Problem details: Identify each line in the records below that contains the string "knee" and copy those lines out in full.

········

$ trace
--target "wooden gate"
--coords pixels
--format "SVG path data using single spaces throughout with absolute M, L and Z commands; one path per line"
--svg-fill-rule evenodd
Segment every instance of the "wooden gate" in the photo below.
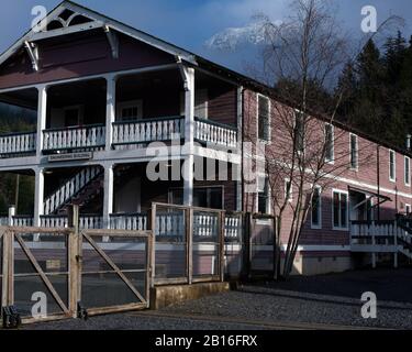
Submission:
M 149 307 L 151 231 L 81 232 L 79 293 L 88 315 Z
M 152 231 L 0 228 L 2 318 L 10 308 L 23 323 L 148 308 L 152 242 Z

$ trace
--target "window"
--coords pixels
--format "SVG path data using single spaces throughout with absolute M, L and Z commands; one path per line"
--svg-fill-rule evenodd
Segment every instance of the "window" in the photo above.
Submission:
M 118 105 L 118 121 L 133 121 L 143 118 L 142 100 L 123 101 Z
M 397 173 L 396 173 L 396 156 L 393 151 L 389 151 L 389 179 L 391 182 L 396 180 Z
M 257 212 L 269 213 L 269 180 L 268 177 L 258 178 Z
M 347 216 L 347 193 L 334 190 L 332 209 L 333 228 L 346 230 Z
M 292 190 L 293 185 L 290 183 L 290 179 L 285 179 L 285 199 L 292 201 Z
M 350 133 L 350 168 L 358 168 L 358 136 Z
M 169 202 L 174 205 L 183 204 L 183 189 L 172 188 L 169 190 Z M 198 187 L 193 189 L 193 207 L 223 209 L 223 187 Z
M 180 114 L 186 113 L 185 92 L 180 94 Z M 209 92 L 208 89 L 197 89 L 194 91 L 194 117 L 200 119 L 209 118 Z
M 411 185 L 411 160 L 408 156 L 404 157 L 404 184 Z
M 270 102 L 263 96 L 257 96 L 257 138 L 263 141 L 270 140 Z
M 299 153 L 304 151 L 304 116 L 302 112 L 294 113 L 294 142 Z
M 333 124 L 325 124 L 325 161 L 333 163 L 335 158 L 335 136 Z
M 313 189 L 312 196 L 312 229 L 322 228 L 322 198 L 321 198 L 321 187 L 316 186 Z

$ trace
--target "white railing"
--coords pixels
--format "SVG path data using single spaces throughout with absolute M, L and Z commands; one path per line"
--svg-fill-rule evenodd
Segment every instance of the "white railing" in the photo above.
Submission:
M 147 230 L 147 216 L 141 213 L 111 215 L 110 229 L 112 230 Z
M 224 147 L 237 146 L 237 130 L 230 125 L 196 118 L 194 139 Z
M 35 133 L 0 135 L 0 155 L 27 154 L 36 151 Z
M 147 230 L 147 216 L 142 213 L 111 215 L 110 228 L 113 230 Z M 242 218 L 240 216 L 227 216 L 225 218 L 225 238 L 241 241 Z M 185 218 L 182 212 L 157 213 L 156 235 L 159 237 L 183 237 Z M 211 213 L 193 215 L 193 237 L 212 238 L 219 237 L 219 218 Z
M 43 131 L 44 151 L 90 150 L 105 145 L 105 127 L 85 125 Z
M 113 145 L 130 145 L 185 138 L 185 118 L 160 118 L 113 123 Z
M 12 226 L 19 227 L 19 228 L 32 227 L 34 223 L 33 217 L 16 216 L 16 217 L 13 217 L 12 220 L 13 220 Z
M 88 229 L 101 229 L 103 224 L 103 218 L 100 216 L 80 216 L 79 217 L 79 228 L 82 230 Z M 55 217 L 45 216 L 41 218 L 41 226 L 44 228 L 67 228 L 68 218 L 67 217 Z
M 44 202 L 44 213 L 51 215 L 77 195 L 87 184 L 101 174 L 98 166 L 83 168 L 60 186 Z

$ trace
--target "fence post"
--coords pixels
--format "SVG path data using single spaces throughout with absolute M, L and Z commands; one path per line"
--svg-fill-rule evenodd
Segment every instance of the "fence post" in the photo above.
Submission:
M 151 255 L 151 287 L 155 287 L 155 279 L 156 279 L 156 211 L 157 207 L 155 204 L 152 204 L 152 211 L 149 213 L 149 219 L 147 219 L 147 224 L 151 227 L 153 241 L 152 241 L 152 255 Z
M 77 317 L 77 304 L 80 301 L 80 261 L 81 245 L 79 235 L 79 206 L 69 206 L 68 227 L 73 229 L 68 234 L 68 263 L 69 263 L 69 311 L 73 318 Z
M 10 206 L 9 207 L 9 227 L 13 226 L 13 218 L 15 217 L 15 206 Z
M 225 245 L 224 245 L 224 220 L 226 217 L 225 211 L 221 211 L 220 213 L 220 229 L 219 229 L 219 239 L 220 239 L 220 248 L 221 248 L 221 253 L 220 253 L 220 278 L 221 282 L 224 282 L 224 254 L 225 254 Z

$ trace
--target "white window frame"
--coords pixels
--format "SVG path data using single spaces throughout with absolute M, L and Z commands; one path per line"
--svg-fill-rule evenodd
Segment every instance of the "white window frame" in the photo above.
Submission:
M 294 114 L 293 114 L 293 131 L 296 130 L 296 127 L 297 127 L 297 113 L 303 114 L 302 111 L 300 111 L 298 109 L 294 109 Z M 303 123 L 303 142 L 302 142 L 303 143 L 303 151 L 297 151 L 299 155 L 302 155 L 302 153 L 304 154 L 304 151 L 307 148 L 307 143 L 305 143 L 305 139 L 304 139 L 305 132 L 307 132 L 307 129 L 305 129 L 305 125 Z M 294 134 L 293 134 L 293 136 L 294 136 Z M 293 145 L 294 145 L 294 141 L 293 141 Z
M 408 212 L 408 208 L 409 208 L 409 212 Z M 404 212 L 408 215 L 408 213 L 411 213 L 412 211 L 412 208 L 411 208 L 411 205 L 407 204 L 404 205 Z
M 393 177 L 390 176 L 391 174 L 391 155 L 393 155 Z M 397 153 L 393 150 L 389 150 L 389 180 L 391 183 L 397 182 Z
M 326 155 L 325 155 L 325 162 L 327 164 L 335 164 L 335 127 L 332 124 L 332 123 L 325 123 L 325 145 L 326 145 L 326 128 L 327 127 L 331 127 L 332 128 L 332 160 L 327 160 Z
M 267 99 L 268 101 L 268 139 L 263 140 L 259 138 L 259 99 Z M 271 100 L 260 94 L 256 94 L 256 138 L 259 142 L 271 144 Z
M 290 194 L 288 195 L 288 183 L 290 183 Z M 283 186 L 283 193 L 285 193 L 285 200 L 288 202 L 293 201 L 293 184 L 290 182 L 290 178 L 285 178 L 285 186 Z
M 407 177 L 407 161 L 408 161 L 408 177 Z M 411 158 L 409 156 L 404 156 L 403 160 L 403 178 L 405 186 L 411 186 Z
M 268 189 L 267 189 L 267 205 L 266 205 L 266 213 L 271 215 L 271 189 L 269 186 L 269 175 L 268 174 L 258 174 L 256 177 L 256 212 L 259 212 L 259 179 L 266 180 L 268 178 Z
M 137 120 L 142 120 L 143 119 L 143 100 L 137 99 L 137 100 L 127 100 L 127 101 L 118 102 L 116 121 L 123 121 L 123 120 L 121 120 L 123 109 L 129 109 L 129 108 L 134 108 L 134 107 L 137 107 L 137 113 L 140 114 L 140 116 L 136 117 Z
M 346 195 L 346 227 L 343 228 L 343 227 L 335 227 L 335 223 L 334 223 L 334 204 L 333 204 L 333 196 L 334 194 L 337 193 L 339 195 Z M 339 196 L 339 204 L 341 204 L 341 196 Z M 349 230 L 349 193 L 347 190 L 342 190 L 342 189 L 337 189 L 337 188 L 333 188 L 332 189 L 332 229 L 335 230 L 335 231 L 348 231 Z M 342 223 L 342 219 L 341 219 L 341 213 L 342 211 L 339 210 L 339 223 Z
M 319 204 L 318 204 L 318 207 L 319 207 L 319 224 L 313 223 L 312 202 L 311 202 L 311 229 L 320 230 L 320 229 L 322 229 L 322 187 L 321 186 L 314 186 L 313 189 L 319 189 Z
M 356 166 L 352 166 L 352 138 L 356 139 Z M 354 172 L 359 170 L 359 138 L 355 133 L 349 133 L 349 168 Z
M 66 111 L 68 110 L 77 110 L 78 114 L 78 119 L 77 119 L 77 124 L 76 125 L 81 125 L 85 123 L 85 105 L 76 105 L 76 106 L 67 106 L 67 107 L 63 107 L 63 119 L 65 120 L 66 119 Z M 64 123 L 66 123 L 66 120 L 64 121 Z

········

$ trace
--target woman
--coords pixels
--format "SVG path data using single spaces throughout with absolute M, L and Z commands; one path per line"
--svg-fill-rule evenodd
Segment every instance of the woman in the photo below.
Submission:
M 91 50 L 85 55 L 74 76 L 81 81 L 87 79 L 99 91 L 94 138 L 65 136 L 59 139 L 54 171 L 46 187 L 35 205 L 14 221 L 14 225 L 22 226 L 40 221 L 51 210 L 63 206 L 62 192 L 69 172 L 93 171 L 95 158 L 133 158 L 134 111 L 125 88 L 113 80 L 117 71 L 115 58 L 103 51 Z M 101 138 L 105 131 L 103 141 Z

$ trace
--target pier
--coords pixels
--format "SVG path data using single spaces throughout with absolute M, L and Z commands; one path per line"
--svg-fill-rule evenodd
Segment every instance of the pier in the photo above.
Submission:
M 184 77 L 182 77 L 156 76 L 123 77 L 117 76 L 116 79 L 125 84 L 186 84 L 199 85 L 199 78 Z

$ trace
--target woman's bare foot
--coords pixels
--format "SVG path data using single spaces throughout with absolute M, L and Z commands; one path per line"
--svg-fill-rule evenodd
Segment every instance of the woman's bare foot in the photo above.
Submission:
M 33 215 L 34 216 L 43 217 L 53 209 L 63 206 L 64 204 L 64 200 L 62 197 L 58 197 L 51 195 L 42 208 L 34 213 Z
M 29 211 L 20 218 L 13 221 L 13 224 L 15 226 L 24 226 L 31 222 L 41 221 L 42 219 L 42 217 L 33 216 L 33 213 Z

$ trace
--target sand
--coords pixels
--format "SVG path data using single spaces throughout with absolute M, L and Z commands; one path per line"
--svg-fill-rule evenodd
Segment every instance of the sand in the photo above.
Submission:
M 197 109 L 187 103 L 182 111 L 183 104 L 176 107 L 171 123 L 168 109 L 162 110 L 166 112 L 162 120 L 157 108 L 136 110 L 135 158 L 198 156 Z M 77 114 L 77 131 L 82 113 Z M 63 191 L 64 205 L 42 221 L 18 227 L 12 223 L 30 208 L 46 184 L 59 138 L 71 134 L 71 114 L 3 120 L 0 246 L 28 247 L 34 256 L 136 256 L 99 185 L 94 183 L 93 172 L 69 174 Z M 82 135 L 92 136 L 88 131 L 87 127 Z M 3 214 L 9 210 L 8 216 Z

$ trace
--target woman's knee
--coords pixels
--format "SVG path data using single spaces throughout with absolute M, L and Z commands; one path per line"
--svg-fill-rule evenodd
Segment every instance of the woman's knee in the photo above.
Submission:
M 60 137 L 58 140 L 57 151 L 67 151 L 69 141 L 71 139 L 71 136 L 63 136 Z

········

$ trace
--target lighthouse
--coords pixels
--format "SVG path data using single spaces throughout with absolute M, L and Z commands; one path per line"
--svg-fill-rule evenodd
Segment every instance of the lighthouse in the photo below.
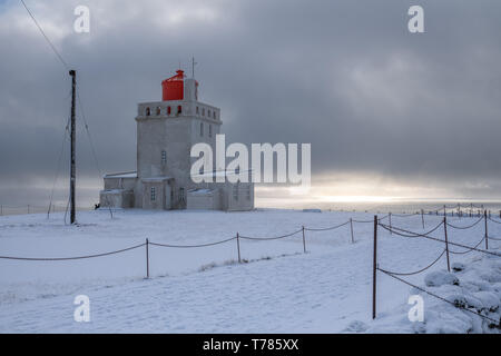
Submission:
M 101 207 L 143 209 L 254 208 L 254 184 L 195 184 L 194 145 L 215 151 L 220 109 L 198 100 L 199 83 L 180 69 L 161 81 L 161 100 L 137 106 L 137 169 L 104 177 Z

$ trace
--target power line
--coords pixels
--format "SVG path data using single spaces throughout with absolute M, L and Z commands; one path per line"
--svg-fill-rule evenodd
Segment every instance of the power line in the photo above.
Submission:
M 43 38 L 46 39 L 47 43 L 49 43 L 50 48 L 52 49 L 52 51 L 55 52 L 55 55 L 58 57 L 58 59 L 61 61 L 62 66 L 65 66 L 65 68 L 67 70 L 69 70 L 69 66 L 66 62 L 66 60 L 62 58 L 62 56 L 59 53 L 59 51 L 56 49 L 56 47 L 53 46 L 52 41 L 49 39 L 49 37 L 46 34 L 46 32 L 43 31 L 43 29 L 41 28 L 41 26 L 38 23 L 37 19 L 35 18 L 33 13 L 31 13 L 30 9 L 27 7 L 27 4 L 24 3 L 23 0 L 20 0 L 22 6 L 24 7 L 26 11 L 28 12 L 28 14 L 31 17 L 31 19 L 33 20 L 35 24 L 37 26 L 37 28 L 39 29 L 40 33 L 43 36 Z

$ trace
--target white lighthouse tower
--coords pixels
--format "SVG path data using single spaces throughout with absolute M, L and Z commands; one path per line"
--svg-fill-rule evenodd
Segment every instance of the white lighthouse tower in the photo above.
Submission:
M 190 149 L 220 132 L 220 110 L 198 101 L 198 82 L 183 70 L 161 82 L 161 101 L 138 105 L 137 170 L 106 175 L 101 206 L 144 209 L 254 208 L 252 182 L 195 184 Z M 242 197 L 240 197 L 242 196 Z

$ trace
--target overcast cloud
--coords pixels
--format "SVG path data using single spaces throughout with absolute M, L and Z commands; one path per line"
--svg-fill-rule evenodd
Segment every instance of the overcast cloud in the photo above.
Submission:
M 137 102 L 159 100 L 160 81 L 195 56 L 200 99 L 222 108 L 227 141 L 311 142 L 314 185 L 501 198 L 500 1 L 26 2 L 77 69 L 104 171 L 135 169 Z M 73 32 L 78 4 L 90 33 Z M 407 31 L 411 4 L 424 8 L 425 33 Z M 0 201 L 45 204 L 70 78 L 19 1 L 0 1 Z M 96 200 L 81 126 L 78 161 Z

········

Complete response:
--target woman's knee
Segment every instance of the woman's knee in the photo above.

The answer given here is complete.